## 데이터셋 내용:
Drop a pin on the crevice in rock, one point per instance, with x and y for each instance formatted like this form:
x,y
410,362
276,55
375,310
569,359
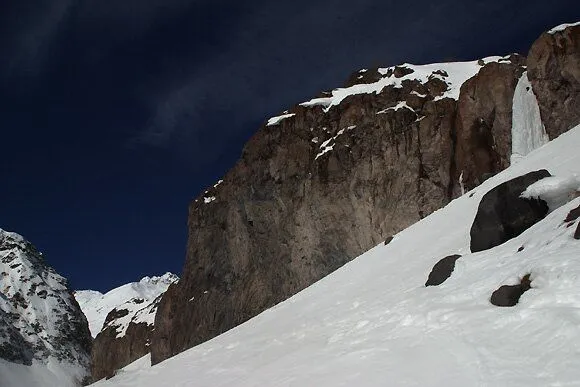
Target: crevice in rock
x,y
452,153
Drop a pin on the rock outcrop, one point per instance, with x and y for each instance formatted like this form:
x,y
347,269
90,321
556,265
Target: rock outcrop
x,y
509,295
554,71
116,346
122,322
330,178
502,214
442,270
484,122
40,320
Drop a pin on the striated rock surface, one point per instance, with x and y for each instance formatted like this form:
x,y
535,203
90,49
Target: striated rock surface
x,y
318,186
554,71
484,122
330,178
40,320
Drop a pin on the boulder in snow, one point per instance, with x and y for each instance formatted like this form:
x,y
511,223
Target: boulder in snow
x,y
503,214
573,215
509,295
442,270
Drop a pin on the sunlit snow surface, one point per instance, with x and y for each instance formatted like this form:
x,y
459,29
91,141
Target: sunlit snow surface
x,y
96,305
373,323
562,27
454,74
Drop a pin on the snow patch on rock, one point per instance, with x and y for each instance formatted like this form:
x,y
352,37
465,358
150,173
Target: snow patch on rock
x,y
276,120
454,74
562,27
96,306
528,132
554,190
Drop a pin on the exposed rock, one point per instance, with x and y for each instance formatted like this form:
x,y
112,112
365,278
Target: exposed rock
x,y
509,295
573,215
502,214
307,196
334,177
40,321
442,270
114,348
123,333
554,71
484,122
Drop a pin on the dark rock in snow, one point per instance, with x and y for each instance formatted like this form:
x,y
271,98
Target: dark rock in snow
x,y
442,270
509,295
502,214
573,215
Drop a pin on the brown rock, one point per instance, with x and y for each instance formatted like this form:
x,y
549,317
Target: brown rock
x,y
109,352
554,72
288,214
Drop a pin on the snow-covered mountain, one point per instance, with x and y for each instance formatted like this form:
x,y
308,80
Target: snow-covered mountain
x,y
44,337
132,296
373,322
121,322
330,177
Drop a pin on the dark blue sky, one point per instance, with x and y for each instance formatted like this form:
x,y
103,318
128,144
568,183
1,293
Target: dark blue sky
x,y
115,114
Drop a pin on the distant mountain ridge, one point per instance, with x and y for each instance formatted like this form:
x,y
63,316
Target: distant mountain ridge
x,y
96,305
41,324
333,176
121,321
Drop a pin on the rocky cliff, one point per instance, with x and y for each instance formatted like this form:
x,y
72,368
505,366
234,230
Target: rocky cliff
x,y
333,176
40,321
121,321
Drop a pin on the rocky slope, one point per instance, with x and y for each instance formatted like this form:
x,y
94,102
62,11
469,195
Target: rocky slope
x,y
42,325
332,177
505,316
121,321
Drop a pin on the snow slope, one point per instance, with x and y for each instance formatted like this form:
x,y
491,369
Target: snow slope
x,y
373,323
96,305
454,74
528,132
44,339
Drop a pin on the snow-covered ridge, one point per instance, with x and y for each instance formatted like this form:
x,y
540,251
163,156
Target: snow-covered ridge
x,y
43,334
454,74
562,27
372,322
132,296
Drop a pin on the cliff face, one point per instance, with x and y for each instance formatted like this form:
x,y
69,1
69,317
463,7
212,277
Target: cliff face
x,y
121,321
116,346
331,178
554,71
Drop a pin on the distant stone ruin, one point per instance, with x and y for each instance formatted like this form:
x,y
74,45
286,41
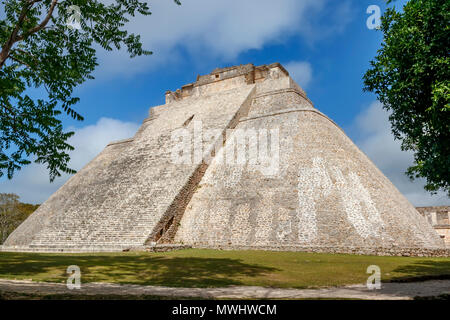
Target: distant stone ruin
x,y
239,159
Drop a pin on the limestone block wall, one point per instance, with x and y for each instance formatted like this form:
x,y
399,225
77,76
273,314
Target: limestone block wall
x,y
301,183
325,193
119,198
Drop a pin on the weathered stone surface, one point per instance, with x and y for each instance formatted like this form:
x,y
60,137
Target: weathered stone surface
x,y
317,193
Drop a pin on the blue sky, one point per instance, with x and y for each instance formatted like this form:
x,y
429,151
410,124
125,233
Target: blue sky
x,y
324,44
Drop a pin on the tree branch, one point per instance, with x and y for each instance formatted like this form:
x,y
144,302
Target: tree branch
x,y
42,24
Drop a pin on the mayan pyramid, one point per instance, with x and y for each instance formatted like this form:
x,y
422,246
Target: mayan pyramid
x,y
239,159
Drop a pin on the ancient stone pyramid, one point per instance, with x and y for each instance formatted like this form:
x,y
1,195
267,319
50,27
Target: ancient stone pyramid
x,y
296,183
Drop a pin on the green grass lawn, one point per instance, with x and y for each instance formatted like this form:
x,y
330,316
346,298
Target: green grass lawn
x,y
215,268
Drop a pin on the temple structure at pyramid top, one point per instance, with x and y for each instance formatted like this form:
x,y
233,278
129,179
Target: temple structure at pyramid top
x,y
238,159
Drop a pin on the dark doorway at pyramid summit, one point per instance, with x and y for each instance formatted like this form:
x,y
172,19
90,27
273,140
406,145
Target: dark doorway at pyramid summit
x,y
239,159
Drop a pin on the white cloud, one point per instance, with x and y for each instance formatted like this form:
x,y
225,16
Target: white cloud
x,y
300,71
32,182
377,142
222,29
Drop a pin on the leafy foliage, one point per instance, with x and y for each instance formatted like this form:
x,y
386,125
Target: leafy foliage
x,y
12,213
410,76
45,53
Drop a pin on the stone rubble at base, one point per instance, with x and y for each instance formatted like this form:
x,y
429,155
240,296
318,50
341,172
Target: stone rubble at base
x,y
325,196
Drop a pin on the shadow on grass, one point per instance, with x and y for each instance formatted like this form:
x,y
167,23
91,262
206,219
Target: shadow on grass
x,y
422,271
141,269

## 작업 지침:
위 항목에서 "Drop a pin on the white"이 포함된 줄부터 항목 끝까지의 모든 줄을 요청 문구를 포함해 다시 작성하되, 정답 좌표의 모든 숫자를 131만큼 오프셋하십시오. 요청 문구와 그 형식 예시의 숫자는 그대로 두십시오.

## 결과:
Drop a pin on the white cloud, one point per instance, with x and y for each instance formatted like this form:
x,y
225,16
Target: white cloud
x,y
431,202
163,313
508,273
353,160
Drop a pin on the leafy foliage, one point per instance, with x and y for each instance formatted like this form:
x,y
386,125
Target: leafy foliage
x,y
143,344
541,207
176,184
Drop a pin on the stone rubble at base, one point per instance, with x and y for each instance formatted like this form:
x,y
429,155
240,296
318,50
341,172
Target: stone rubble at base
x,y
456,327
Drop a pin on the shadow on grass, one point per instance, with x and y for each instance formatted like this form:
x,y
167,23
91,262
206,219
Target: shadow on grass
x,y
553,402
272,400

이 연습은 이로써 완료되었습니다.